— TASK STATEMENT —
In the listing below, locate the line containing "background in the photo above."; reproduce that line and all lines that follow it, unchanged.
:: MATERIAL FOR THE TASK
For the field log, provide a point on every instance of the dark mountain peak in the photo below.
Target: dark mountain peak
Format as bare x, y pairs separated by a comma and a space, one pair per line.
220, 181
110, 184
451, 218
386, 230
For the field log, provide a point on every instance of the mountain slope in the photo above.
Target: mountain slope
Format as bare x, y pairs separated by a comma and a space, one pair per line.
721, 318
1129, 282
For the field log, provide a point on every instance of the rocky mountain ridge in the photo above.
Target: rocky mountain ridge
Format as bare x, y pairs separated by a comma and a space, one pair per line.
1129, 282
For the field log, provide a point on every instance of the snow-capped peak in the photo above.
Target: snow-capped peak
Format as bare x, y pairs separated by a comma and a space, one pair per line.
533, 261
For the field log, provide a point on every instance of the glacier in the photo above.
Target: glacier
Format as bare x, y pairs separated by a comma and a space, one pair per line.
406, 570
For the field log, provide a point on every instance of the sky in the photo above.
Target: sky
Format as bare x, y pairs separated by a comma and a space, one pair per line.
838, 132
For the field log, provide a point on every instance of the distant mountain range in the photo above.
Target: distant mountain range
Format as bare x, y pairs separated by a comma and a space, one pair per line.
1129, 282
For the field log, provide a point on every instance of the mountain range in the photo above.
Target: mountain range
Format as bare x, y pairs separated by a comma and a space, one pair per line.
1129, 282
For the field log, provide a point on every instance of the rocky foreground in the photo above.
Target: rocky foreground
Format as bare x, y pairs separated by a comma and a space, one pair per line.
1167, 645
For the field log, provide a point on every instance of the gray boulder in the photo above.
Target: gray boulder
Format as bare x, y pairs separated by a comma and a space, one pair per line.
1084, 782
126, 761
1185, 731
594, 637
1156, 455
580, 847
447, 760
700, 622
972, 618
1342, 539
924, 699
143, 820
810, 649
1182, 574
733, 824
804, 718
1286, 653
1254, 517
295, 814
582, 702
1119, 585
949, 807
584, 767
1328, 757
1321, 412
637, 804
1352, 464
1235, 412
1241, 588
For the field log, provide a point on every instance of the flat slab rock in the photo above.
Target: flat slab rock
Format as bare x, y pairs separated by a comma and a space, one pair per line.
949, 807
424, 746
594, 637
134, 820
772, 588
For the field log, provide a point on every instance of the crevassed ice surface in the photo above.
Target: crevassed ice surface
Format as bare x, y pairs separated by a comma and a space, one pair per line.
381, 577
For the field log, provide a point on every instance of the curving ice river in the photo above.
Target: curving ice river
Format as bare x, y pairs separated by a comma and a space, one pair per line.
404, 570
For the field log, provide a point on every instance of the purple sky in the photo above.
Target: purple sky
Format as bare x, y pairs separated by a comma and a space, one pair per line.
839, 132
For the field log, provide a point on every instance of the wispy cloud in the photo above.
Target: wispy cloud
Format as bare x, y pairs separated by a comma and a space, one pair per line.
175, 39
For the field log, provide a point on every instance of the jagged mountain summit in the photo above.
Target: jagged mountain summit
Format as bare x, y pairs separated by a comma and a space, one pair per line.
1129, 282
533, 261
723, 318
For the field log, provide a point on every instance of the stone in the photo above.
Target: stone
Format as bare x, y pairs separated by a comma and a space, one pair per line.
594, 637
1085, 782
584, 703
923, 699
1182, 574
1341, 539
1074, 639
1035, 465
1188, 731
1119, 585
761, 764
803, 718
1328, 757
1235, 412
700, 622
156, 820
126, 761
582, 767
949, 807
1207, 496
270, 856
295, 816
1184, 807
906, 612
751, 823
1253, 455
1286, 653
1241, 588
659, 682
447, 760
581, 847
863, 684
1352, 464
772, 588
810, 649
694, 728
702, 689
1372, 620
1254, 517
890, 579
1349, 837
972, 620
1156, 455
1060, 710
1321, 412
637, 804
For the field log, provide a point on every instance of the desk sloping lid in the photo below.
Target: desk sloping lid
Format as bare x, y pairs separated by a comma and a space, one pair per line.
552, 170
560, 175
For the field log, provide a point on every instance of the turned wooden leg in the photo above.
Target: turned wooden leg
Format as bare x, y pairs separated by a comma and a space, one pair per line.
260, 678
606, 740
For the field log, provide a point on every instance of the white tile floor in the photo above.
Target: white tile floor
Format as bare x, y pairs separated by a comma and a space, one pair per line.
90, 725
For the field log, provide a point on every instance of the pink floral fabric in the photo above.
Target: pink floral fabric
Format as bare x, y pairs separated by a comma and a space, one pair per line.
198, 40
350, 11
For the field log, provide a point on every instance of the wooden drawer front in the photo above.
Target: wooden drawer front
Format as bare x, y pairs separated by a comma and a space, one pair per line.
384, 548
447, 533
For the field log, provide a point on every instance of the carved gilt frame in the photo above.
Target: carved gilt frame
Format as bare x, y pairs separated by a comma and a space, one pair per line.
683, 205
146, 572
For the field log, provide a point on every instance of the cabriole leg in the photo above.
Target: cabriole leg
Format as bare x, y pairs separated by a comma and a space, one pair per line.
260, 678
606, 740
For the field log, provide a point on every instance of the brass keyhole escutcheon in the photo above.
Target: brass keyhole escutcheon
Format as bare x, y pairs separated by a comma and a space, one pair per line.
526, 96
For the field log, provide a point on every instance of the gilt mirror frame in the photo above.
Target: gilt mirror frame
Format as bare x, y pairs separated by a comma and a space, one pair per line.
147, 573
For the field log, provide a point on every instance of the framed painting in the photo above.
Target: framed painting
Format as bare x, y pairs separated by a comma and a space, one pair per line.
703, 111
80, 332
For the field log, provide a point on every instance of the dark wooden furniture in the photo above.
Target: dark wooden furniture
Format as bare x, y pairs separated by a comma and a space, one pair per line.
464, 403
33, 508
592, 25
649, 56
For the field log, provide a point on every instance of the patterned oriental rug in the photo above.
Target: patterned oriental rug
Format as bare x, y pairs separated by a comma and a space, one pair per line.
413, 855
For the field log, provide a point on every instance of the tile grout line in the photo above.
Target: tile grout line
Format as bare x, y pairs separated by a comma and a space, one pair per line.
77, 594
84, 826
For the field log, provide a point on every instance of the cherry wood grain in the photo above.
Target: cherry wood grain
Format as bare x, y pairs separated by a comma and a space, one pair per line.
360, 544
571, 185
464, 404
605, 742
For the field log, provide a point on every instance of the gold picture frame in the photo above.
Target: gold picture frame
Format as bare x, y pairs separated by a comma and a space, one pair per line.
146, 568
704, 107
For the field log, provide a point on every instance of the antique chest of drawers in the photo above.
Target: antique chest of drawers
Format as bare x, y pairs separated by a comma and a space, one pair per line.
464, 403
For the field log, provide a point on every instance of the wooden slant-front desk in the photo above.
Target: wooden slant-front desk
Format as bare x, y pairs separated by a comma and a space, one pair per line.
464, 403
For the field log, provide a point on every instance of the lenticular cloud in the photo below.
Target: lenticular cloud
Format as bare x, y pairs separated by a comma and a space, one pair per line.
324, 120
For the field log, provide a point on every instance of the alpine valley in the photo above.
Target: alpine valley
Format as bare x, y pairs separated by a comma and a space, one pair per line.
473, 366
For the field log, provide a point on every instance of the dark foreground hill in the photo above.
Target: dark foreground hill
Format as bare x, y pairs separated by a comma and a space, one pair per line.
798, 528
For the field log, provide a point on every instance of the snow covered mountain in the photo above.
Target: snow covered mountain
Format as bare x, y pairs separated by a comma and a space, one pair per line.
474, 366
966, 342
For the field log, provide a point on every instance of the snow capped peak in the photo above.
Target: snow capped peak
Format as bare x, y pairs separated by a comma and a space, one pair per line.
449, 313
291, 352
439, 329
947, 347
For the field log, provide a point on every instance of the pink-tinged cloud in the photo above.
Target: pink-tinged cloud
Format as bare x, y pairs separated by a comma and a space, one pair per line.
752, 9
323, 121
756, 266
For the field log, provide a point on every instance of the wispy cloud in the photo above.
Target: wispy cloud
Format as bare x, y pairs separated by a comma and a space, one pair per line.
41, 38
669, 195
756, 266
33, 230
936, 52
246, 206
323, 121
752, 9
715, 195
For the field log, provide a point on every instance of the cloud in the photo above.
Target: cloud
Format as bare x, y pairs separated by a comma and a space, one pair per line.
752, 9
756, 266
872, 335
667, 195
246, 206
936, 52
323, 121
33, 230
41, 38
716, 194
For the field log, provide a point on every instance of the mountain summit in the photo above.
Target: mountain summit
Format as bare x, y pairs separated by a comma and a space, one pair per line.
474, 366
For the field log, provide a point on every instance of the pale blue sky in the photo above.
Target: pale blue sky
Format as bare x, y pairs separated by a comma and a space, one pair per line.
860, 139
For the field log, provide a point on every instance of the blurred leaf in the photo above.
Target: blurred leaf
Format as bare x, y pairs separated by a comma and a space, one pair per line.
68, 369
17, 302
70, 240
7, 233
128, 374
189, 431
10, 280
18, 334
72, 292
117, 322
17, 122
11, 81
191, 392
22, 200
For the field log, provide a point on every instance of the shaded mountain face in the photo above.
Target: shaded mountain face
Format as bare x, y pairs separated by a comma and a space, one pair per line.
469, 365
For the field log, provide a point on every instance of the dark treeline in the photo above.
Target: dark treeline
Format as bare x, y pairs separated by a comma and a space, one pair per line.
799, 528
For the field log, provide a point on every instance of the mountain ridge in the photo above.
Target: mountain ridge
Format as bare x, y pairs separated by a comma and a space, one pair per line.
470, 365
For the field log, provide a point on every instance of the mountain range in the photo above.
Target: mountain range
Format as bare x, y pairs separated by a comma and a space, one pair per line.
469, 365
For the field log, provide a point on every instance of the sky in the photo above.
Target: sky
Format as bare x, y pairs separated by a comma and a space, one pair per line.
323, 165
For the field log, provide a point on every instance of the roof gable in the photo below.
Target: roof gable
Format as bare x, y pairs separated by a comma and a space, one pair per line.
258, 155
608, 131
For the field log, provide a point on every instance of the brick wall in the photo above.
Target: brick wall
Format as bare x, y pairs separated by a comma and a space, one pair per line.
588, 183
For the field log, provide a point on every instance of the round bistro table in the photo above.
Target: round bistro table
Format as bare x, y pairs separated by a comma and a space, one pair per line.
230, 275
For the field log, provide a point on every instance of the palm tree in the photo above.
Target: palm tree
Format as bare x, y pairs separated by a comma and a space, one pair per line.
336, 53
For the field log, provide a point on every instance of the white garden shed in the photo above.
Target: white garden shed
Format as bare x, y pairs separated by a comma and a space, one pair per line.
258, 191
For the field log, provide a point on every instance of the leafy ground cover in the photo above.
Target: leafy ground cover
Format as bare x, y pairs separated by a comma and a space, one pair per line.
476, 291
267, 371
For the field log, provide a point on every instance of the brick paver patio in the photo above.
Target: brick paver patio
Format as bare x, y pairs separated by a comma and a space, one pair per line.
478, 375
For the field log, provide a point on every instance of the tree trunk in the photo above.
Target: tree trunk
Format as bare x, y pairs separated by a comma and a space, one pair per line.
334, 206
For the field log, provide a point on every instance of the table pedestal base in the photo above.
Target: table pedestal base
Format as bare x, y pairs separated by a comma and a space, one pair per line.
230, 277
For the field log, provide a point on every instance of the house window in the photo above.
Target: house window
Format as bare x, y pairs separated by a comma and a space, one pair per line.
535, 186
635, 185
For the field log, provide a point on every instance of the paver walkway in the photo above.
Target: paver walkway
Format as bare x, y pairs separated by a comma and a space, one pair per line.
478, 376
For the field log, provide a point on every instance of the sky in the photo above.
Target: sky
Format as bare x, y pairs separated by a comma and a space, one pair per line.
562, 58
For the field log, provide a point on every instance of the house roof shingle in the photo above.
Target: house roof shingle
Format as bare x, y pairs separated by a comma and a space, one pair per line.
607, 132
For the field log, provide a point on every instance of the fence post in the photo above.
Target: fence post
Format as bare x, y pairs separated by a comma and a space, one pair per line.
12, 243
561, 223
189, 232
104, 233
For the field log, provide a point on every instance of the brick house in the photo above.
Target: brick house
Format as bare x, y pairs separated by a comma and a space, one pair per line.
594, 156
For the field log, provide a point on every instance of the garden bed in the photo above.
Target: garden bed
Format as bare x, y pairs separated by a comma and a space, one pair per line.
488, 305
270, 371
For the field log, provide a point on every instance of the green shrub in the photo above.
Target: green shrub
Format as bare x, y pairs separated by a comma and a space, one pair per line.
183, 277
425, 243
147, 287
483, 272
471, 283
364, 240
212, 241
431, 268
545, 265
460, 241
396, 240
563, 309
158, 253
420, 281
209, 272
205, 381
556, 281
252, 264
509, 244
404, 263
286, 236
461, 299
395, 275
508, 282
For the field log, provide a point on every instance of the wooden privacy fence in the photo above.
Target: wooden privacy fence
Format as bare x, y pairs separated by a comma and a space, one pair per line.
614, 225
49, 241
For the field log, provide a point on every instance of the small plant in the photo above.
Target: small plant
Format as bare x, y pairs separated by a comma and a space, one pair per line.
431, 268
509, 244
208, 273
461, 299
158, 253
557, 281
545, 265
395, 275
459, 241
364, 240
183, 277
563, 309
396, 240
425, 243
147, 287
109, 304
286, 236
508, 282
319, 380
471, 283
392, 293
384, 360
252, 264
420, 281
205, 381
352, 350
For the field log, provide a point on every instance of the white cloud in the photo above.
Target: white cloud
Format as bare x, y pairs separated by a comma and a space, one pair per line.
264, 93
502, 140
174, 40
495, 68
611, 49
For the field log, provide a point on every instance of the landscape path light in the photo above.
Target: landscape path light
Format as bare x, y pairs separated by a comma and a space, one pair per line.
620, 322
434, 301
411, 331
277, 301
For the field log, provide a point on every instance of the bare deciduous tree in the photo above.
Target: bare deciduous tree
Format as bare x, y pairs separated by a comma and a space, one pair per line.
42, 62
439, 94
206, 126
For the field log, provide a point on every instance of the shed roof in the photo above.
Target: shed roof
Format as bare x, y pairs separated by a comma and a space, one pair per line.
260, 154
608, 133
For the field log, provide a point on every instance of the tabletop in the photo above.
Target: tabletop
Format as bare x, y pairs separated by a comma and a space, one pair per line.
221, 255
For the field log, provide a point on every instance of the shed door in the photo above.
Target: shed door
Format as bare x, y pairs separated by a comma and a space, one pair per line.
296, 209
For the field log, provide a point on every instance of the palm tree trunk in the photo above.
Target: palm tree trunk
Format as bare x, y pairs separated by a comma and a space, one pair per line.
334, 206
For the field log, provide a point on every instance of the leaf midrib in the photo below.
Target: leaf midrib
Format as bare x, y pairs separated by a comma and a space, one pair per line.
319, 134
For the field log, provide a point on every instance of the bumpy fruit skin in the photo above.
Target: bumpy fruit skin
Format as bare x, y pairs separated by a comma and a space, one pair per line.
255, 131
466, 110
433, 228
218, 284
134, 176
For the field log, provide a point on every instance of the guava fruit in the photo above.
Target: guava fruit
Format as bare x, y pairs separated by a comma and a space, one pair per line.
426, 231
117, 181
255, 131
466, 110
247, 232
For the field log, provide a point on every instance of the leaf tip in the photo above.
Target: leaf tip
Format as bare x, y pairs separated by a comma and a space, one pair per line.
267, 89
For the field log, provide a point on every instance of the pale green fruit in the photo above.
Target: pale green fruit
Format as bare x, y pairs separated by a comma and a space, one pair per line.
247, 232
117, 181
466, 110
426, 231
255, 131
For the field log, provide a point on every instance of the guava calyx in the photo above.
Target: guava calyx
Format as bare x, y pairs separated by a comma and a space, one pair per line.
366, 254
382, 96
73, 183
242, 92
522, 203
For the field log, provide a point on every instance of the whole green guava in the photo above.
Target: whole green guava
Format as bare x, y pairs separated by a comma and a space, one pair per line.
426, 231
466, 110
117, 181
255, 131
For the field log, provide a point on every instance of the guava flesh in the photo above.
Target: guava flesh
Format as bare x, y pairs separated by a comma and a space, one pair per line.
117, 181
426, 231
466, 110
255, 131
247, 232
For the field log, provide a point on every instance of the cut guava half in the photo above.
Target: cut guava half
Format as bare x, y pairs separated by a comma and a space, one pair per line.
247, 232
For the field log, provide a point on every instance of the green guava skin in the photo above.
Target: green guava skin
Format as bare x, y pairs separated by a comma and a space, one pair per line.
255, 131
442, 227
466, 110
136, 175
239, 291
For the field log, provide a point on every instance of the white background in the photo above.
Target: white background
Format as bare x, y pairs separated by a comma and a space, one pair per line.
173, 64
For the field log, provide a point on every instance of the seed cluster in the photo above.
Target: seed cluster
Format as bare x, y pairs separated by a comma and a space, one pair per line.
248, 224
::::
— SOLUTION TO THIS TASK —
For the field log, provide a point on every instance of the white background in the photo above.
Target: white background
Format as bare x, y pairs separated by a comma and a space, one pair per line.
173, 64
For the field log, provide a point on every instance of the seed cluster in the photo above.
Target: seed cluster
Format as bare x, y pairs separated by a comma and a space, one pair per line.
248, 224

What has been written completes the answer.